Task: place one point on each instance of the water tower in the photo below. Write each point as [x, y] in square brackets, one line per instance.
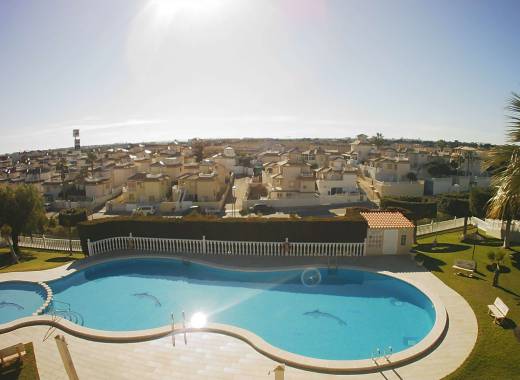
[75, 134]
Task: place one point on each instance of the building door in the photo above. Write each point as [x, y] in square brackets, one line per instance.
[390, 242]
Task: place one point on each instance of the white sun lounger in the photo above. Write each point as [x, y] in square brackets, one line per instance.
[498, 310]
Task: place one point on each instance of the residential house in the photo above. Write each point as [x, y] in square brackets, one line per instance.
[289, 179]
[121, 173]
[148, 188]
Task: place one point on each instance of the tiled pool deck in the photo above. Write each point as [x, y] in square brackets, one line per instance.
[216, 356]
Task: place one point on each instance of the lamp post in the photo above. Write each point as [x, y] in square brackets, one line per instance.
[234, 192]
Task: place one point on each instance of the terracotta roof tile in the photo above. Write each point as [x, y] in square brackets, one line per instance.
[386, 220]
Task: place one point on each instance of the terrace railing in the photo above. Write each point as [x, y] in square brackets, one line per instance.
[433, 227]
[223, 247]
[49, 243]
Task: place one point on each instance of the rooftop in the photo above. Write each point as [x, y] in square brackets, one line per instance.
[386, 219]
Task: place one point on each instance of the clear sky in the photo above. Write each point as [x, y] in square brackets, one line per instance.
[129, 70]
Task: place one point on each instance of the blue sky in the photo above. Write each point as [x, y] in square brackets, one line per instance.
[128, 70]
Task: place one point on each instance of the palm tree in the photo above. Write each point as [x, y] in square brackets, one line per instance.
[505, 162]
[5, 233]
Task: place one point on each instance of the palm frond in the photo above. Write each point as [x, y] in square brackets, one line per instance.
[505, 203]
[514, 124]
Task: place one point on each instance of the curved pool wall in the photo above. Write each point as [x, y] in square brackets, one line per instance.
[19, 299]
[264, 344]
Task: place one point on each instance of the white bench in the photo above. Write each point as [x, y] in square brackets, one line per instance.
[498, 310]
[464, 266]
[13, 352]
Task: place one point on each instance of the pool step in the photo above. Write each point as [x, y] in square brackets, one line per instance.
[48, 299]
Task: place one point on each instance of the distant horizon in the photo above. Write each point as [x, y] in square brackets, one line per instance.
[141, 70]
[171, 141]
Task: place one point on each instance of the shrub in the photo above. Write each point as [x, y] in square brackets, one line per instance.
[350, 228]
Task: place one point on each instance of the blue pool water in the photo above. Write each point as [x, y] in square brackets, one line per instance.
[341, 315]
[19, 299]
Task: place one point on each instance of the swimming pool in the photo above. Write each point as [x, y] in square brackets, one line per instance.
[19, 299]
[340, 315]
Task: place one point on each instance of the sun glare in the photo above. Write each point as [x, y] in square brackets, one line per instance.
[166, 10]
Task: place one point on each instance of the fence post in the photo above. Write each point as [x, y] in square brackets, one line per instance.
######
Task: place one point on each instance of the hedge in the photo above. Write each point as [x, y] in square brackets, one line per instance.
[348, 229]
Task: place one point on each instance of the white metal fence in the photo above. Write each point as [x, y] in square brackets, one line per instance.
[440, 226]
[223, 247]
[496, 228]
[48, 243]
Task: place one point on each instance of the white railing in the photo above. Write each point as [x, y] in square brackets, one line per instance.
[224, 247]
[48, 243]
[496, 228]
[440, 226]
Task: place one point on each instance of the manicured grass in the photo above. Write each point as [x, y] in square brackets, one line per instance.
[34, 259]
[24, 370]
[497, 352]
######
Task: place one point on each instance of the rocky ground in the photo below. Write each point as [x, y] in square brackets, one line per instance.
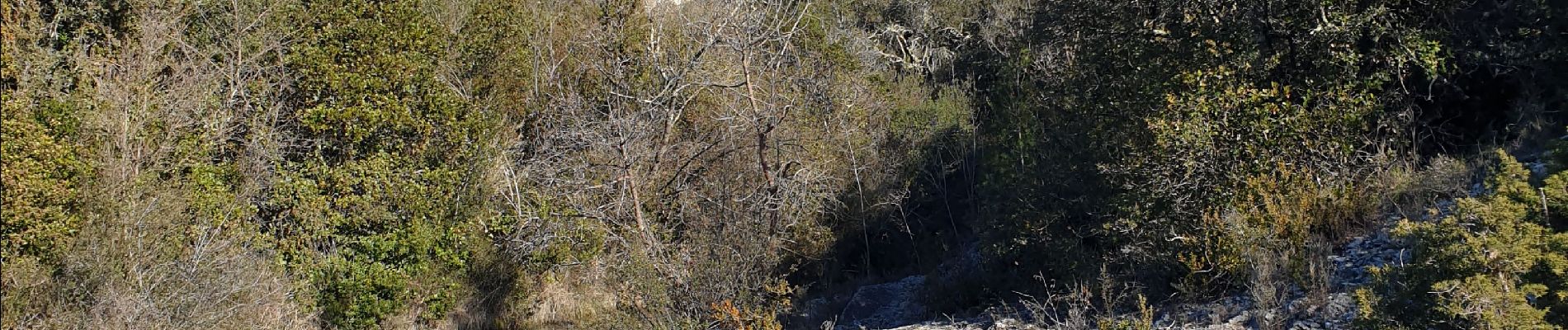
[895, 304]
######
> Assignment:
Which lines run from the one holding "Task: place one point on each instance of the white bench" through the one holding "Task: place one point on each instance of the fence" in the records above? Repeat them exactly, both included, and nothing more.

> Exercise response:
Task: place one point on each instance of the white bench in the photo above. Write each point as [x, y] in square brackets, one line per instance.
[498, 310]
[464, 266]
[13, 352]
Task: place one point on each instance of the pool step in the photo above. Write each point as [x, y] in square brackets, one line per instance.
[48, 299]
Task: place one point on each instance of the distant horizon in the photo above. Write each point as [x, y] in square brackets, one line per instance.
[141, 70]
[171, 141]
Task: place one point on each instance of the shrub in the photo above. Write each point as [x, y] in square brackets, one line per instance.
[350, 228]
Task: place one point on each instance of the blue pool water in the photo above. Write each point as [x, y] in square brackets, one line per instance.
[341, 315]
[19, 299]
Task: place one point on each instance of the swimming pool in the photo above. Write each point as [x, y] in square brackets, one line per instance.
[19, 299]
[340, 315]
Task: place one point on each instance of the sun glare in the photo above. Write each point as [x, y] in square brackets, one line per instance.
[166, 10]
Task: place one point on each instance of the fence post in the photo above. Write each point as [x, y] in square brackets, one line per instance.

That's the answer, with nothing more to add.